#### DATA SECTION
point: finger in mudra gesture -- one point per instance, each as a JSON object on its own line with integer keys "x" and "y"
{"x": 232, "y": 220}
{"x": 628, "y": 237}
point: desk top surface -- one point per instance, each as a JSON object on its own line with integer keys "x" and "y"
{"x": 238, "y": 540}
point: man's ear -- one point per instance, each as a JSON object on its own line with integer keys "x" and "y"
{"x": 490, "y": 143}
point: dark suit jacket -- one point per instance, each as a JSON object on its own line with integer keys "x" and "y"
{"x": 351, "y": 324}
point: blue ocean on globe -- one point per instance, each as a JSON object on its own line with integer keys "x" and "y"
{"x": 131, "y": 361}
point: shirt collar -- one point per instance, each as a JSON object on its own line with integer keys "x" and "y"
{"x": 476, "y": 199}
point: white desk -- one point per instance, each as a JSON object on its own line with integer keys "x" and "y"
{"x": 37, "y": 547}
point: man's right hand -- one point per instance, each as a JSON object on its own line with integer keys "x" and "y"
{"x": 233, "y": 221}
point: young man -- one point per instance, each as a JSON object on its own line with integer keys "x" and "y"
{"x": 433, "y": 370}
########
#### DATA SECTION
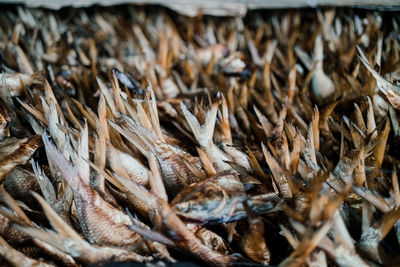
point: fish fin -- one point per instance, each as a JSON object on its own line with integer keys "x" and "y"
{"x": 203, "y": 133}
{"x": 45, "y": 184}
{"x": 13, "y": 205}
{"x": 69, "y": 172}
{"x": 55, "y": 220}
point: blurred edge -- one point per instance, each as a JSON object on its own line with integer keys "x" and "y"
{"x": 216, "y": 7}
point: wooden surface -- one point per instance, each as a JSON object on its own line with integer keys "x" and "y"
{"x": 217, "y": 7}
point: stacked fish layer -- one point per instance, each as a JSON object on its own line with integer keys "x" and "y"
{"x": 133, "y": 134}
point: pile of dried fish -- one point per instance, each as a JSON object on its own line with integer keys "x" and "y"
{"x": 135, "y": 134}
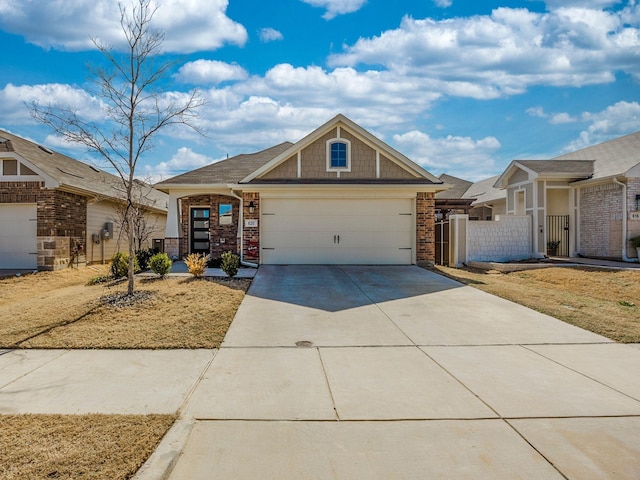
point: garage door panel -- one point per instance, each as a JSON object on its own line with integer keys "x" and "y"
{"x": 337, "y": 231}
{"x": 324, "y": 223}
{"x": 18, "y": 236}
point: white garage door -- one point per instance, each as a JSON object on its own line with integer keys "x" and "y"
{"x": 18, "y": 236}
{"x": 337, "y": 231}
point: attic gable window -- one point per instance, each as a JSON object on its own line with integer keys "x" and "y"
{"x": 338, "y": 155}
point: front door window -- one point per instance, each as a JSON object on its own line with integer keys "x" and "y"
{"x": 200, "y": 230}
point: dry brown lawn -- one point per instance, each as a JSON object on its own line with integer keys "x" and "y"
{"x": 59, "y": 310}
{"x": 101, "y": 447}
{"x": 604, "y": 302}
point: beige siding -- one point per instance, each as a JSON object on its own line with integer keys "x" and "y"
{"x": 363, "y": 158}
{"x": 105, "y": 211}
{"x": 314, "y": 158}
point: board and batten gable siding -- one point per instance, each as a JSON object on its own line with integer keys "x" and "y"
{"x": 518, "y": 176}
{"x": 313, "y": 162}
########
#### DATA SECTION
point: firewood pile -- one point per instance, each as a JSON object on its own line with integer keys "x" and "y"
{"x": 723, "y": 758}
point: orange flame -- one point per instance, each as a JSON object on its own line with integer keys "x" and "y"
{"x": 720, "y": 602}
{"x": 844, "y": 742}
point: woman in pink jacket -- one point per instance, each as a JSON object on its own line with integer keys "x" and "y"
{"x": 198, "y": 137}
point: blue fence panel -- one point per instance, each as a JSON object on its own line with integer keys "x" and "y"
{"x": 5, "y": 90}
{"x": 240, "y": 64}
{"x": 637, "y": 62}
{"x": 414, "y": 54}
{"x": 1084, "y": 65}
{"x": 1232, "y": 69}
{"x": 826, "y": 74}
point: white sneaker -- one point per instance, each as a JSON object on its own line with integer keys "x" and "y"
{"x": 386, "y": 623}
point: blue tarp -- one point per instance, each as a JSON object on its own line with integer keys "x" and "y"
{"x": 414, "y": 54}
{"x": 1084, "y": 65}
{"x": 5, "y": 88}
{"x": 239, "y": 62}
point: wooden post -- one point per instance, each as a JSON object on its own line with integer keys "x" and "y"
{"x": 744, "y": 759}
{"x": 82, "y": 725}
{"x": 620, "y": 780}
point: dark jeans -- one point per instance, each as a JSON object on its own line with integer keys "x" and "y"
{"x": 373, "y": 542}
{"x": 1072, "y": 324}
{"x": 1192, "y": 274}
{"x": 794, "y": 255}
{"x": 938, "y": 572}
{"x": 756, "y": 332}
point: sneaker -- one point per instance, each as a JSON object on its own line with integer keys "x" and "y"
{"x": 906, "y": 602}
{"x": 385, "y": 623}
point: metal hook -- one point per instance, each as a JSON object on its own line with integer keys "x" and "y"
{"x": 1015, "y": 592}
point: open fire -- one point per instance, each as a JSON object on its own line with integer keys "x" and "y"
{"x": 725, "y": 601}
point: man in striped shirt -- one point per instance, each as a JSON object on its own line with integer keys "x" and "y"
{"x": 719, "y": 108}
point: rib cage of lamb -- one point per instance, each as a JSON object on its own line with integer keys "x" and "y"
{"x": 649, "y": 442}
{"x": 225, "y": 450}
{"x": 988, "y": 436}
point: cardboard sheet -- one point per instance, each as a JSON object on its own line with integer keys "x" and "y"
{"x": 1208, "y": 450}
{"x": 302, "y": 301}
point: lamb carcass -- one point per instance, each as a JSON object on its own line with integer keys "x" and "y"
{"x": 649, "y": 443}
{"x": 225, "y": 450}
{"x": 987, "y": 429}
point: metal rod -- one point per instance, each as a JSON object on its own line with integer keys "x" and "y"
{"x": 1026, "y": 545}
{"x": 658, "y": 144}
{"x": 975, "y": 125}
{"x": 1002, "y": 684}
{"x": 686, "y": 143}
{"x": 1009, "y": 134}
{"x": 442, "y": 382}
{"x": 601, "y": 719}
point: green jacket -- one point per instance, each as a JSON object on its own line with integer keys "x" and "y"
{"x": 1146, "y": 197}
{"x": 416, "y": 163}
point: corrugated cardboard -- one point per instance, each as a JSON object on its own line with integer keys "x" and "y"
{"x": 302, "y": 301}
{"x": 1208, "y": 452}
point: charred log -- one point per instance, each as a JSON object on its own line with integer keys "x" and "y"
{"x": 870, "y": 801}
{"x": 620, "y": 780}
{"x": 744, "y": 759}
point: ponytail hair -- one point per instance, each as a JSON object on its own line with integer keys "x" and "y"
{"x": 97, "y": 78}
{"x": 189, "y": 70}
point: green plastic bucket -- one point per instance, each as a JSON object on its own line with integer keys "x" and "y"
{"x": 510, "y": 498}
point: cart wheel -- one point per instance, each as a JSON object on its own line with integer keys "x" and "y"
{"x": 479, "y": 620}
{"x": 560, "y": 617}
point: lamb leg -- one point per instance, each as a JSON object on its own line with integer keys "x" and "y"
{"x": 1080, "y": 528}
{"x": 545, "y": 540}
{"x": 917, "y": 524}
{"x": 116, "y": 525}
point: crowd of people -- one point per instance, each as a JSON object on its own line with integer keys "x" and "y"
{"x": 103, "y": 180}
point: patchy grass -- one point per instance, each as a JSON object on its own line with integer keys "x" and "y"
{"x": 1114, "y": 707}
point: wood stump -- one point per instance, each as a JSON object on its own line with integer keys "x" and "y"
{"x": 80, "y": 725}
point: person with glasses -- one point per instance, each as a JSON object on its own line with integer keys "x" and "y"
########
# GOAL
Reproduce the lines verbatim, beginning with the line containing "point: wood stump" and continuing through the line containing "point: person with".

# THE SOLUTION
point: wood stump -- one point per instance, each as a JSON object on its own line with integer keys "x" and "y"
{"x": 80, "y": 725}
point: person with glasses -- one point per instance, each as a JSON object on its own line with integer keys "x" and "y"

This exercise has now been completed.